◆ Task item
Transcribe word for word the lines below from the line with "positive clicks: (534, 296) (539, 301)" through the line with "positive clicks: (537, 304)", ends included.

[Stored items]
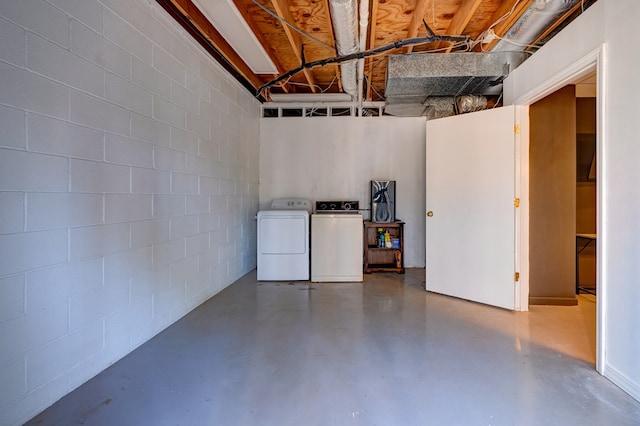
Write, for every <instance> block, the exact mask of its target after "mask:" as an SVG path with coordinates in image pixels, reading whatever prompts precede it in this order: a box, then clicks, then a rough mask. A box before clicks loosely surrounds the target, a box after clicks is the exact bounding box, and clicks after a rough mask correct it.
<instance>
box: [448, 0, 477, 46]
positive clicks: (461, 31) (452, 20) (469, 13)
mask: <svg viewBox="0 0 640 426" xmlns="http://www.w3.org/2000/svg"><path fill="white" fill-rule="evenodd" d="M480 3H482V0H464V1H463V2H462V4H461V5H460V8H459V9H458V11H457V12H456V14H455V16H454V17H453V19H452V20H451V23H450V24H449V28H447V35H461V34H462V32H463V31H464V29H465V28H466V27H467V24H469V21H471V18H473V15H474V14H475V13H476V10H478V6H480ZM453 46H454V45H453V43H449V42H442V43H440V45H439V46H438V48H440V49H442V48H445V47H446V48H447V49H446V53H449V52H451V49H452V48H453Z"/></svg>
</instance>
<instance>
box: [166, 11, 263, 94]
mask: <svg viewBox="0 0 640 426" xmlns="http://www.w3.org/2000/svg"><path fill="white" fill-rule="evenodd" d="M170 1H171V3H172V4H173V5H174V6H175V7H176V8H177V9H178V10H179V11H180V13H182V14H183V15H184V16H185V17H186V18H187V19H188V20H189V21H191V23H192V24H193V25H194V26H195V27H196V28H197V29H198V31H200V33H201V34H202V35H203V36H204V37H206V38H207V40H209V41H210V42H211V44H212V45H213V46H214V47H215V48H216V49H217V50H218V51H219V52H220V54H221V55H222V56H224V57H225V59H226V60H228V61H229V63H231V65H232V66H233V67H234V68H235V69H236V70H237V71H238V73H240V74H241V75H242V76H243V77H244V78H246V79H247V80H248V81H249V82H250V83H251V84H252V85H253V86H254V88H256V89H257V88H258V87H260V86H262V84H263V83H262V80H261V79H260V78H259V77H258V76H257V75H256V74H254V72H253V71H252V70H251V68H250V67H249V66H248V65H247V64H246V62H244V61H243V60H242V58H241V57H240V56H239V55H238V54H237V53H236V52H235V51H234V50H233V48H232V47H231V46H230V45H229V43H227V41H226V40H225V39H224V37H222V35H221V34H220V33H219V32H218V31H217V30H216V29H215V28H214V27H213V25H212V24H211V22H209V20H208V19H207V18H206V17H205V16H204V15H203V14H202V12H200V9H198V8H197V7H196V6H195V5H194V4H193V3H192V2H191V0H170Z"/></svg>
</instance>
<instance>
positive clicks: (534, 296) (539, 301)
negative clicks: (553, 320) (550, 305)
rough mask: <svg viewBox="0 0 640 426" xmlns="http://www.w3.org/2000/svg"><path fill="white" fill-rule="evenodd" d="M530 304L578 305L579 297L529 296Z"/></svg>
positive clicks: (537, 304)
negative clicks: (551, 296) (536, 296)
mask: <svg viewBox="0 0 640 426" xmlns="http://www.w3.org/2000/svg"><path fill="white" fill-rule="evenodd" d="M529 304H530V305H554V306H576V305H577V304H578V299H576V298H575V296H574V297H536V296H529Z"/></svg>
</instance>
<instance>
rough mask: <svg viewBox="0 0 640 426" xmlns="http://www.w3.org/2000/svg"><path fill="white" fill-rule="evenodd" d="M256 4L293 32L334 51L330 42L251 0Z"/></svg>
mask: <svg viewBox="0 0 640 426" xmlns="http://www.w3.org/2000/svg"><path fill="white" fill-rule="evenodd" d="M251 1H252V2H253V3H254V4H255V5H256V6H258V7H259V8H260V9H262V10H264V11H265V12H266V13H268V14H269V15H271V16H273V17H274V18H275V19H277V20H278V21H280V22H282V23H283V24H284V25H286V26H287V27H289V28H291V29H292V30H294V31H295V32H297V33H298V34H300V35H302V36H304V37H306V38H308V39H309V40H313V41H315V42H316V43H318V44H320V45H322V46H324V47H327V48H329V49H331V50H332V51H333V52H334V53H335V52H336V48H335V46H331V45H330V44H327V43H325V42H324V41H322V40H318V39H317V38H315V37H314V36H312V35H311V34H308V33H306V32H304V31H302V30H301V29H300V28H298V27H296V26H295V25H293V24H292V23H290V22H287V21H286V20H285V19H283V18H282V17H280V16H279V15H278V14H277V13H275V12H274V11H272V10H270V9H269V8H267V7H266V6H263V5H262V4H260V3H259V2H258V1H257V0H251Z"/></svg>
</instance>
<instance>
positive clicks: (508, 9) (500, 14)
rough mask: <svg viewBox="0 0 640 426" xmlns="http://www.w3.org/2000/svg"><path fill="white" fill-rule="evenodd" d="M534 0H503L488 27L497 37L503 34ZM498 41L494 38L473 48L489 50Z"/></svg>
mask: <svg viewBox="0 0 640 426" xmlns="http://www.w3.org/2000/svg"><path fill="white" fill-rule="evenodd" d="M534 1H535V0H505V1H504V2H502V3H501V4H500V7H498V9H496V11H495V13H494V14H493V16H492V17H491V21H490V22H491V24H490V26H489V28H493V32H494V33H495V34H496V35H497V36H498V37H502V36H504V35H505V34H506V33H507V31H509V28H511V26H512V25H513V24H515V23H516V21H517V20H518V19H520V16H522V14H523V13H524V11H525V10H527V8H529V6H531V3H533V2H534ZM494 23H495V25H494ZM498 41H500V39H499V38H496V39H495V40H493V41H491V42H489V43H486V44H478V45H477V46H476V47H475V48H474V50H475V51H478V52H479V51H481V50H485V51H488V50H491V49H492V48H493V46H495V45H496V43H498Z"/></svg>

◆ Written answer
positive clicks: (534, 296) (539, 301)
negative clicks: (553, 320) (550, 305)
rough mask: <svg viewBox="0 0 640 426" xmlns="http://www.w3.org/2000/svg"><path fill="white" fill-rule="evenodd" d="M530 304L578 305L579 297L529 296Z"/></svg>
positive clicks: (537, 304)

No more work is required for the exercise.